The Soviet Union considered literacy its “third front” and the Red Army became teachers in fatigues; Mao tried to simplify written Chinese and literacy became a tool of Communist party legitimation; Fidel Castro vowed before the UN in 1960 to eliminate illiteracy within one year in Cuba; one of the first acts of Nicaragua’s Sandinista government, in a nod to the Soviet model, was to launch a massive literacy campaign.
Even today, Latin America’s leftwing governments wield literacy campaigns with the zeal of the proto-revolutionary in their efforts to roll back the residues of imperialism: there have been significant literacy initiatives in Venezuela under Hugo Chávez and Bolivia under Evo Morales, for example, and both have won plaudits for their education policies.
One of the reasons for the prominence of the literacy campaign in revolutionary politics is that it speaks loudly to the role of the activist state in promoting public education while offering a potent symbol of modernisation combined with a powerful tool of mobilisation.

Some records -
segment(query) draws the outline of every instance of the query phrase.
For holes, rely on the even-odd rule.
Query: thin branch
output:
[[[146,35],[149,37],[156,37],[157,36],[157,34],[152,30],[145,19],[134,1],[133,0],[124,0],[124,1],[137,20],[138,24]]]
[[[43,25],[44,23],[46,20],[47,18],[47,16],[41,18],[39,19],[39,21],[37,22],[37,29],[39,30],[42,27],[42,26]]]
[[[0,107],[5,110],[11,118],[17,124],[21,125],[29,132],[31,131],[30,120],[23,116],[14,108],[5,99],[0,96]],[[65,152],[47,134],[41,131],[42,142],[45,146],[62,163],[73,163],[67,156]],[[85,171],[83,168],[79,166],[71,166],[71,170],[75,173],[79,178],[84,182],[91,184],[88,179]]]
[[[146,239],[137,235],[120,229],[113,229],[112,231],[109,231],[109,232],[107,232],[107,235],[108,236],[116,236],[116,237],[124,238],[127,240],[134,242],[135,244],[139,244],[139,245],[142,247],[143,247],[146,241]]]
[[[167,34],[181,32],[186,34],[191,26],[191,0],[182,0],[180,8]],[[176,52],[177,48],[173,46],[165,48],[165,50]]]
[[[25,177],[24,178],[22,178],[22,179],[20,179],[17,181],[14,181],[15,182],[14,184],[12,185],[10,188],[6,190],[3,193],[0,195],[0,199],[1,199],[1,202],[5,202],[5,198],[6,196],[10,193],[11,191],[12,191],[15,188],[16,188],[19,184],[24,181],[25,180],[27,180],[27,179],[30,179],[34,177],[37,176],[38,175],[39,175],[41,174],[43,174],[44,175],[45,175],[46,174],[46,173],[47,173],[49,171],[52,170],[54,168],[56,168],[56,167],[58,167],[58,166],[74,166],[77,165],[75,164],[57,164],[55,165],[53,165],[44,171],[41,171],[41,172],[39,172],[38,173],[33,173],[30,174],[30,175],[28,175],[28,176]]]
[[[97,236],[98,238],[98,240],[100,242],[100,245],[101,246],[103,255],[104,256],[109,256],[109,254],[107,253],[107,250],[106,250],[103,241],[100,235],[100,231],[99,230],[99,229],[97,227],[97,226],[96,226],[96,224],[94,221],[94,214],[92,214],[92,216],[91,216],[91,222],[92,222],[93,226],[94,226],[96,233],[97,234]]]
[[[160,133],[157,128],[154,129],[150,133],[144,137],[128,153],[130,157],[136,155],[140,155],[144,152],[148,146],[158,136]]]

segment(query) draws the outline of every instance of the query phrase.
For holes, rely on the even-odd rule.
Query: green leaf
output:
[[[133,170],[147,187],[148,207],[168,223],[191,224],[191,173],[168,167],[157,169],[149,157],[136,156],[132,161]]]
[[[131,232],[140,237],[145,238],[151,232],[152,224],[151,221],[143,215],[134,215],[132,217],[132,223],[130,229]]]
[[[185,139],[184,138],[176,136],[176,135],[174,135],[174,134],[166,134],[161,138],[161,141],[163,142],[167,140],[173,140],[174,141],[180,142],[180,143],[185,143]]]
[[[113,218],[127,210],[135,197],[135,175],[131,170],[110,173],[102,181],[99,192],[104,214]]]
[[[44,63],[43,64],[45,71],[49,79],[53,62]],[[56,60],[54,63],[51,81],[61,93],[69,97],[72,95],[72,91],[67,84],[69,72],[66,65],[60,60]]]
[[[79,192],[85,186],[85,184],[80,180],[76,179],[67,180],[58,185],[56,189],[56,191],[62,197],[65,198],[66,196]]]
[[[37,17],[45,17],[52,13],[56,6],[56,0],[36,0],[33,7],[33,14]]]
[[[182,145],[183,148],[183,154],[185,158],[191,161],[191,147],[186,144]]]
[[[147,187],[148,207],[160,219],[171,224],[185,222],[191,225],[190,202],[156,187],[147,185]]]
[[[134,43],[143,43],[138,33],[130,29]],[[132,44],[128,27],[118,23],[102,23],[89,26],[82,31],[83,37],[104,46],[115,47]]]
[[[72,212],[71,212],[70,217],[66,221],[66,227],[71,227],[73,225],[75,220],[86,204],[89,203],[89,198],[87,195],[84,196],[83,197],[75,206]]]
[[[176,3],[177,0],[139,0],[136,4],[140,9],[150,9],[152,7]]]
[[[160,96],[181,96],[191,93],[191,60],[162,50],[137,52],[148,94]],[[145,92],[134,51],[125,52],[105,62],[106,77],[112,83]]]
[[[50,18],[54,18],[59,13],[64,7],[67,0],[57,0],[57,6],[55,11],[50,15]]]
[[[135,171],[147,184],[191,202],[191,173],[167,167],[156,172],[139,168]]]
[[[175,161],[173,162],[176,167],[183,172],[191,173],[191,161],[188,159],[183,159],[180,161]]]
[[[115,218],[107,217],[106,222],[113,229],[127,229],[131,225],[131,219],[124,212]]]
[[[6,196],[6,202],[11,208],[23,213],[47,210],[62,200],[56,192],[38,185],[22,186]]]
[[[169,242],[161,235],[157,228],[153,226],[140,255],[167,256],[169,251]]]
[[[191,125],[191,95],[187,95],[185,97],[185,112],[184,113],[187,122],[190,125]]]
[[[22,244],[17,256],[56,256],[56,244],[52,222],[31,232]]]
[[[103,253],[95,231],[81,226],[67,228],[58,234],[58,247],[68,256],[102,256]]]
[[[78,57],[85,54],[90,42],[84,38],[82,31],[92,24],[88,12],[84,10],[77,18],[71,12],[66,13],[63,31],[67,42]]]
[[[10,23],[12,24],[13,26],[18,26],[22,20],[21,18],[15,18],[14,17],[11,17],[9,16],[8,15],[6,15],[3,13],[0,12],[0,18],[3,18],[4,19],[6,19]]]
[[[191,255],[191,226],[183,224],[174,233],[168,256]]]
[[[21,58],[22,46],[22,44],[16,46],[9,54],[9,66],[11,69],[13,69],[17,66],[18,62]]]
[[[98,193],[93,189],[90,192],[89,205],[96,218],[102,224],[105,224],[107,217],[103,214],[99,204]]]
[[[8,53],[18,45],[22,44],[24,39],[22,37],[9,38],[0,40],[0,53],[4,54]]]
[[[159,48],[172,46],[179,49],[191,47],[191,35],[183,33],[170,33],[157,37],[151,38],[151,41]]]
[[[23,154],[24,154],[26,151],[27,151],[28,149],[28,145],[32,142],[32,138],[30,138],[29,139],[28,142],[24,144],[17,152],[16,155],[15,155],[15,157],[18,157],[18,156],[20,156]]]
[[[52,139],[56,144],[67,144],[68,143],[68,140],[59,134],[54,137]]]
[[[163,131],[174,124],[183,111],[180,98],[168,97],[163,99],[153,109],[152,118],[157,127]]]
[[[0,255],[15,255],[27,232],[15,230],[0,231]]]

SET PROBLEM - Copy the passage on revolutionary literacy campaigns above word for word, from start to finish.

THE COMPLETED TASK -
The Soviet Union considered literacy its “third front” and the Red Army became teachers in fatigues; Mao tried to simplify written Chinese and literacy became a tool of Communist party legitimation; Fidel Castro vowed before the UN in 1960 to eliminate illiteracy within one year in Cuba; one of the first acts of Nicaragua’s Sandinista government, in a nod to the Soviet model, was to launch a massive literacy campaign.
Even today, Latin America’s leftwing governments wield literacy campaigns with the zeal of the proto-revolutionary in their efforts to roll back the residues of imperialism: there have been significant literacy initiatives in Venezuela under Hugo Chávez and Bolivia under Evo Morales, for example, and both have won plaudits for their education policies.
One of the reasons for the prominence of the literacy campaign in revolutionary politics is that it speaks loudly to the role of the activist state in promoting public education while offering a potent symbol of modernisation combined with a powerful tool of mobilisation.